- _Source passage_:

The native forest of Rio Maule-Cobquecura has undergone high degrees of forest clearance during the three decades analysed here, compared to many other forested landscapes. Initially, the forest was severely deforested and degraded due to logging for fuelwood and clearance for cultivation (San Martı´n and Donoso, 1997). Forest losses recorded for other temperate forests, assuming that they were calculated using the compound-interest-rate formula, have generally been lower.
A forest loss rate of 0.53% was estimated for the Klamath-Siskiyou ecoregion, USA, and an overall (cumulative) reduction of forest cover by 10.5% was recorded over the period 1972–1992 (Staus et al., 2002).
In western Oregon, deforestation rates by clearcutting between 1972 and 1995 varied from 0.5% to 1.2% with almost 20% of the total forest impacted (Cohen et al., 2002). Similarly, in other areas of western Oregon, between 1972 and 1988 the rate of deforestation by primarily clearcutting was 1.2% of the entire study area including the wilderness area (Spies et al., 1994). In the central Sikhote-alin Mountains of the Russian Far East, an 18.3% total reduction in conifer forest and a 7.4% total reduction in hardwood forest cover were reported between 1973 and 1992 due mainly to disturbance by timber harvesting (Cushman and Wallin, 2000).
A rate of 0.6%, much lower than that determined for the period 1990–2000 in the present study, was found for the years 1986 to 1996 in the Napo region of western Amazonia (Sierra, 2000). A higher rate of 6% was determined for lowland deciduous forest in eastern Santa Cruz, Bolivia in the middle 1990s (Steininger et al., 2001), thought to be one of the highest deforestation rates reported anywhere in the world. Higher forest loss rate has been reported in an aerial photography-based study conducted for Nothofagus alessandrii forests, a threatened endemic tree to Chile, within the present study area (Bustamante and Castor, 1998). Using also the compound-interest-rate, this forest type declined at a rate of 8.15% between 1981 and 1991. If this rate remains constant, a total extinction of N. alessandrii forest is predicted by the authors in the next decade.

- _Data segment_:
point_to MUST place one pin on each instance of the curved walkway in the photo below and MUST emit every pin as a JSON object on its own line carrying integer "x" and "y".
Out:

- _Requirements_: Repeat the deforestation passage above word for word, everything from "The native forest" down to "(Staus et al., 2002).".

- _Full output_:
The native forest of Rio Maule-Cobquecura has undergone high degrees of forest clearance during the three decades analysed here, compared to many other forested landscapes. Initially, the forest was severely deforested and degraded due to logging for fuelwood and clearance for cultivation (San Martı´n and Donoso, 1997). Forest losses recorded for other temperate forests, assuming that they were calculated using the compound-interest-rate formula, have generally been lower.
A forest loss rate of 0.53% was estimated for the Klamath-Siskiyou ecoregion, USA, and an overall (cumulative) reduction of forest cover by 10.5% was recorded over the period 1972–1992 (Staus et al., 2002).